The lines to be copied run from the one containing "Expected: a marker on each instance of the canyon" to the end of the material below; reproduce them exactly, including both ends, and nothing more.

-- Material for this task start --

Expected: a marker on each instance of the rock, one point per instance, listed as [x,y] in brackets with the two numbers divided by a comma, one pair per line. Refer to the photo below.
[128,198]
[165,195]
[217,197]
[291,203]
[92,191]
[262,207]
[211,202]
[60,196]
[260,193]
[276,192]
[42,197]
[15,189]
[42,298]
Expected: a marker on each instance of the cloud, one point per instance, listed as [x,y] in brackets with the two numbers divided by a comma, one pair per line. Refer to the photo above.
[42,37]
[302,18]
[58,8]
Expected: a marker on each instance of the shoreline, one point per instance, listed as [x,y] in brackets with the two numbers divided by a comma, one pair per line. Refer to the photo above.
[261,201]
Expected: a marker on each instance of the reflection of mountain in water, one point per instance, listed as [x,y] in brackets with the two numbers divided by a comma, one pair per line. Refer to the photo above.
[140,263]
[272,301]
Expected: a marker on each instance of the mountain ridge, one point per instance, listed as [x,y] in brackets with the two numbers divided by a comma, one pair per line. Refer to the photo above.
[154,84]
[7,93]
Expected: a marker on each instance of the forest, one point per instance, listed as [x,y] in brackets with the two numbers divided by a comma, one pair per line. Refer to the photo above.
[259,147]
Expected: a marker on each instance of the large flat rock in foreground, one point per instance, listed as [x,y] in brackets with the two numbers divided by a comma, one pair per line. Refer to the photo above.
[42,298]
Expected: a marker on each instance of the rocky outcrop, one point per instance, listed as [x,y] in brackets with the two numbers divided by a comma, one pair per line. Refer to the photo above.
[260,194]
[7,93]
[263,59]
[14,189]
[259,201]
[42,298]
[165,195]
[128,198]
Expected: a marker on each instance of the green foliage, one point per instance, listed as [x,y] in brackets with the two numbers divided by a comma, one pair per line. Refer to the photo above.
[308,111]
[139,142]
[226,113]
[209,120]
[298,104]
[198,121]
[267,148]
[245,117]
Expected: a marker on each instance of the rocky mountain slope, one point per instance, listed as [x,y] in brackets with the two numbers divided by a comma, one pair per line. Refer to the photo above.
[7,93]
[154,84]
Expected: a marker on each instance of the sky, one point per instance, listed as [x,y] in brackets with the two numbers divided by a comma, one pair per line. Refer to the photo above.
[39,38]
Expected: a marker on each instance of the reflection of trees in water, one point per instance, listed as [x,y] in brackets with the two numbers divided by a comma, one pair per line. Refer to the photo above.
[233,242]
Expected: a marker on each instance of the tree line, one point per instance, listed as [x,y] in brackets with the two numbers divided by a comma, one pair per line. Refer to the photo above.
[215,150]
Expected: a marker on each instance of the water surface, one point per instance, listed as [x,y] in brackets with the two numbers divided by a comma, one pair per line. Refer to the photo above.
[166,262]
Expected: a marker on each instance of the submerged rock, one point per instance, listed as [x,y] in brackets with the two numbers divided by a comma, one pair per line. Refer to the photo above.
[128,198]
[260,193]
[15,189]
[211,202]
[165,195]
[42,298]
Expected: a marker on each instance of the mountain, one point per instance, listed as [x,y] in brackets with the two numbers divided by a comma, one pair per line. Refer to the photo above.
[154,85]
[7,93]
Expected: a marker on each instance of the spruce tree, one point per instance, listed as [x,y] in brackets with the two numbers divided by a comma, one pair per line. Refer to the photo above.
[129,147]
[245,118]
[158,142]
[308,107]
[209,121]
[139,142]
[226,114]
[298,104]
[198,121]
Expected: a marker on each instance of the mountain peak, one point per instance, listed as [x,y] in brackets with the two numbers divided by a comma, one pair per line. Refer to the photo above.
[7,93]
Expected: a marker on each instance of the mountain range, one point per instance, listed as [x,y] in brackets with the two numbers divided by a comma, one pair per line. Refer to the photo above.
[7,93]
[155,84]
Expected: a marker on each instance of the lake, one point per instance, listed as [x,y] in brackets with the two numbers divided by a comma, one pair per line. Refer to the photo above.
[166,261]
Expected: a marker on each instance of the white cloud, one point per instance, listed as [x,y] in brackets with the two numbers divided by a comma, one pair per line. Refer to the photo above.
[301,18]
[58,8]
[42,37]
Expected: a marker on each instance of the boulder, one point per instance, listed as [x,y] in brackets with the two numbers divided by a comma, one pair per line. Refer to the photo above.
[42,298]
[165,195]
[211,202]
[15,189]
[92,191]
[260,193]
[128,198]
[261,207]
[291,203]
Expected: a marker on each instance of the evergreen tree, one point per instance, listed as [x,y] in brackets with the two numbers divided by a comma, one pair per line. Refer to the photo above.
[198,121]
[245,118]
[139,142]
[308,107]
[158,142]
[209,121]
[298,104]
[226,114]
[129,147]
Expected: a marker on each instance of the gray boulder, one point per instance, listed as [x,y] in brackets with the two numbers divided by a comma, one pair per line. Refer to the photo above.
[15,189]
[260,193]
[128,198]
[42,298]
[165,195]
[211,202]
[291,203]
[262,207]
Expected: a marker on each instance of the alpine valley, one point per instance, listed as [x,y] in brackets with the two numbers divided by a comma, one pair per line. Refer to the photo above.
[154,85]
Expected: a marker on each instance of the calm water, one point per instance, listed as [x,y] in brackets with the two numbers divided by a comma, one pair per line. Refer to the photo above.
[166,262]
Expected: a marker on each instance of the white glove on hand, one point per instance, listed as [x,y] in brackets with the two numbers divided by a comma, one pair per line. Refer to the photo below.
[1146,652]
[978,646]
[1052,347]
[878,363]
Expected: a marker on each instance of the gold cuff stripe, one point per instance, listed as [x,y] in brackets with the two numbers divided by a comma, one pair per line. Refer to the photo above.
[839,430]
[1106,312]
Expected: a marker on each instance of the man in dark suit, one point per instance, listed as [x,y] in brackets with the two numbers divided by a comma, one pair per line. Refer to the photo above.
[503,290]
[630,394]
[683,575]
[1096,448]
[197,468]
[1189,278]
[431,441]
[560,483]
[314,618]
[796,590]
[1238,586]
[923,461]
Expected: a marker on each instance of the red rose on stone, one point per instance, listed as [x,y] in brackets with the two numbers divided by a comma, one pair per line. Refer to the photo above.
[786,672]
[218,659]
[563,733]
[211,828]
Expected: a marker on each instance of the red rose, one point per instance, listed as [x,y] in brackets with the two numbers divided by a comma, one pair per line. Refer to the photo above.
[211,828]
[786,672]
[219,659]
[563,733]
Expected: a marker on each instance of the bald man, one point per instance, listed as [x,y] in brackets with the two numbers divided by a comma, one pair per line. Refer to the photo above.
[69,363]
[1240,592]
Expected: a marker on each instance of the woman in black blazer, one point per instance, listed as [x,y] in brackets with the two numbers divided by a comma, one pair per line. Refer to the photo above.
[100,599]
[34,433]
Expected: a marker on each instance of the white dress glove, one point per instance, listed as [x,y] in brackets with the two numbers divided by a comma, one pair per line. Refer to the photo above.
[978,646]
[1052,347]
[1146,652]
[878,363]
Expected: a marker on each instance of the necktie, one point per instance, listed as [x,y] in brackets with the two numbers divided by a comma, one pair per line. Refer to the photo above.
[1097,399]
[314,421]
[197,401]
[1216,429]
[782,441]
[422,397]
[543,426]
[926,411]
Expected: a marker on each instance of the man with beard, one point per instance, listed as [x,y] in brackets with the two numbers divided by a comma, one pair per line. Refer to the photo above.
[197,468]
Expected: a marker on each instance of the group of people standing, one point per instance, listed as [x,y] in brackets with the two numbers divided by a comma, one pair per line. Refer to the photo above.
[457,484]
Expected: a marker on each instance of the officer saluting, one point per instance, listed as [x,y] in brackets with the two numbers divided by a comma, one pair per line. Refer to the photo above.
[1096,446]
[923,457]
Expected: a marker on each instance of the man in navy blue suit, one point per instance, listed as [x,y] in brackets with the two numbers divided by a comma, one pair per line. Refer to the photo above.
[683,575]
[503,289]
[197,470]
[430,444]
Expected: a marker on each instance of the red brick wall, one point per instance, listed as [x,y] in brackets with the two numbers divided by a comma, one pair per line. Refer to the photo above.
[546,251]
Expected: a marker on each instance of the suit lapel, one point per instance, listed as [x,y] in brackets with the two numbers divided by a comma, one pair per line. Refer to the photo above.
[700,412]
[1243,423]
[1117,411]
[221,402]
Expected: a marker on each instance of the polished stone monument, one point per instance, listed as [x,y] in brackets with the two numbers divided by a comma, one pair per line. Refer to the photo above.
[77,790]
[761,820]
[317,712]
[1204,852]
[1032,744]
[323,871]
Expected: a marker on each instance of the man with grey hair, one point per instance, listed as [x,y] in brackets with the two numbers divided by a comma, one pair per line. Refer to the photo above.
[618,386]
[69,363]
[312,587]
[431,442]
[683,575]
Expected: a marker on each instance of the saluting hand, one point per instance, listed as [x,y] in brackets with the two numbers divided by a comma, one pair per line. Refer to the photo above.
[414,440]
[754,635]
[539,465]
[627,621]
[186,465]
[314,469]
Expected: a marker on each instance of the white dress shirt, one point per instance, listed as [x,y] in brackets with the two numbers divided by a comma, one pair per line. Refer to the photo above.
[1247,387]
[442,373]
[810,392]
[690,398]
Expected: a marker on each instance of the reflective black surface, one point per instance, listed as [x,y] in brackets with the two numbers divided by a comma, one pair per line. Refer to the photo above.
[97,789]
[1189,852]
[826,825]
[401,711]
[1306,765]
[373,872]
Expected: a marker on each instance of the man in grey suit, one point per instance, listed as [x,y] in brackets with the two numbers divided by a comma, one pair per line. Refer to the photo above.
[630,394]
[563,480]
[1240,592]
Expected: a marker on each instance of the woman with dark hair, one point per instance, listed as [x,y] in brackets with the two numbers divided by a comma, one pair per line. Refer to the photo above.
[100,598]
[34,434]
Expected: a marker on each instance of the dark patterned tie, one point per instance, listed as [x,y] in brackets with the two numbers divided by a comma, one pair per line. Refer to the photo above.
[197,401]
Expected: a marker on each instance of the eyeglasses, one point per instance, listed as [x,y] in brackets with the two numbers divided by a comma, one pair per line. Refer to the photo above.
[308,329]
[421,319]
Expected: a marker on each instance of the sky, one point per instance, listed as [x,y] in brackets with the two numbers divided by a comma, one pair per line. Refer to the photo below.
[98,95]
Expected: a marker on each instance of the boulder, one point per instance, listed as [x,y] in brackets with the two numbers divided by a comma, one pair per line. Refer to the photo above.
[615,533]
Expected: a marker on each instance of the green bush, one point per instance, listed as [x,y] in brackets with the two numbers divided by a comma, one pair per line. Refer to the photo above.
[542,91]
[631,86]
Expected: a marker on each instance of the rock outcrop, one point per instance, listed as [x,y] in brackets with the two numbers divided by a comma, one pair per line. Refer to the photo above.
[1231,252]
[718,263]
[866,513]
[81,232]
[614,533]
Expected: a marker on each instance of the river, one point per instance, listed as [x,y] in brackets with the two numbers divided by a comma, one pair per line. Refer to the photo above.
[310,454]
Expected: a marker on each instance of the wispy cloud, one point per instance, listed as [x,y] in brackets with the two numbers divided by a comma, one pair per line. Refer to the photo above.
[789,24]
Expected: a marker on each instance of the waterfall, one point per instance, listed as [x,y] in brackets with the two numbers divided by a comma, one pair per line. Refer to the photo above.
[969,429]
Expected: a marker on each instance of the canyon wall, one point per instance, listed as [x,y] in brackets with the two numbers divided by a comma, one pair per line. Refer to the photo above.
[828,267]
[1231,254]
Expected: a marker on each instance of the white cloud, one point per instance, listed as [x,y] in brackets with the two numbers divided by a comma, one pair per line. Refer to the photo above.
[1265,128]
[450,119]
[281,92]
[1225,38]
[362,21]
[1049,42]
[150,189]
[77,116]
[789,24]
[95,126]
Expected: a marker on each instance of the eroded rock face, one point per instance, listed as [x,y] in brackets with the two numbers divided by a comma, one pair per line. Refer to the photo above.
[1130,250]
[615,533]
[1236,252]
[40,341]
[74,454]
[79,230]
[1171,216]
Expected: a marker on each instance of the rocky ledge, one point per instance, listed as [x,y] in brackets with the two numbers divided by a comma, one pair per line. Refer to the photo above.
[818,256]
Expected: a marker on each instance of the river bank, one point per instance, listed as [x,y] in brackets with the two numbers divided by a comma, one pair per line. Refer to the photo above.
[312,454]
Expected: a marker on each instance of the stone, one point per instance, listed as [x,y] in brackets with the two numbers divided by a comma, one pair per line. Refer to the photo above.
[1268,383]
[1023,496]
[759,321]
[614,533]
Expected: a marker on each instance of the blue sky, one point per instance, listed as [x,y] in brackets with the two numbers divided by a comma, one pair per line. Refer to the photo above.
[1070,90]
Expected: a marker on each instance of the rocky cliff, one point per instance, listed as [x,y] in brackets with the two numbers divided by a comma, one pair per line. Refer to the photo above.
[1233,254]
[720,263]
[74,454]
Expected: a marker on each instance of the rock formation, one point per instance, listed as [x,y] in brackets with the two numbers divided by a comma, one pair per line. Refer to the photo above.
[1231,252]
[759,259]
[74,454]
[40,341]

-- Material for this task end --

_Exercise solution_:
Expected: a marker on each instance of the canyon wall, one point per instance, listed as [x,y] in brackets with the two numbers divided by a comma, one pair per line. Refer to the photo above.
[828,267]
[1231,254]
Expected: a marker on each instance of the white cloud, one point per instance, listed as [x,y] in brackets with the two numbers divided by a comma, one pair per line. Refer to the photo above.
[1265,128]
[450,119]
[281,92]
[1225,38]
[362,21]
[1049,42]
[150,189]
[77,116]
[789,24]
[95,126]
Expected: a marker on each instance of the eroded rock face, one point per instance, listed as [x,y] in brackets with the two numbers divided by a comma, one pair per line. Refer to the photo above.
[1130,250]
[615,533]
[1236,252]
[40,341]
[74,454]
[79,230]
[1171,216]
Expected: a marker on each instance of the rocky ledge, one point per instance, listed as [x,y] in brackets with the two numbers divided by a comma, one pair per line. Refer to the photo above.
[818,256]
Expected: a marker on each instance of the river bank, one point per instance, listed as [x,y] in brackets with the two numbers divided by a comma, one pair per line. Refer to the photo above.
[312,454]
Expected: a marker on each instance of the stone, one point per instance, listed as [x,y] in brackets with the two numbers divided by a comma, one pair per line. Refer to the photo above.
[1268,383]
[1023,496]
[759,321]
[614,533]
Expected: a marker on each instance of the blue sky, one point per instance, listed as [x,y] in brackets with the two numbers divided by a comma, one pair per line. Refer to the photo above.
[1070,90]
Expected: a marker on each instance of the rocky cliff, one point per instance, listed as [x,y] in brackets with the two numbers divided by a comma, one pair per line. Refer to the photo above.
[1233,254]
[720,263]
[74,454]
Expected: a marker on each instance of the rock formation, one point per instance, listed as [x,y] in brackets with the two numbers divided by a comma, one pair per line. Refer to the photo above.
[1231,252]
[759,259]
[74,454]
[40,341]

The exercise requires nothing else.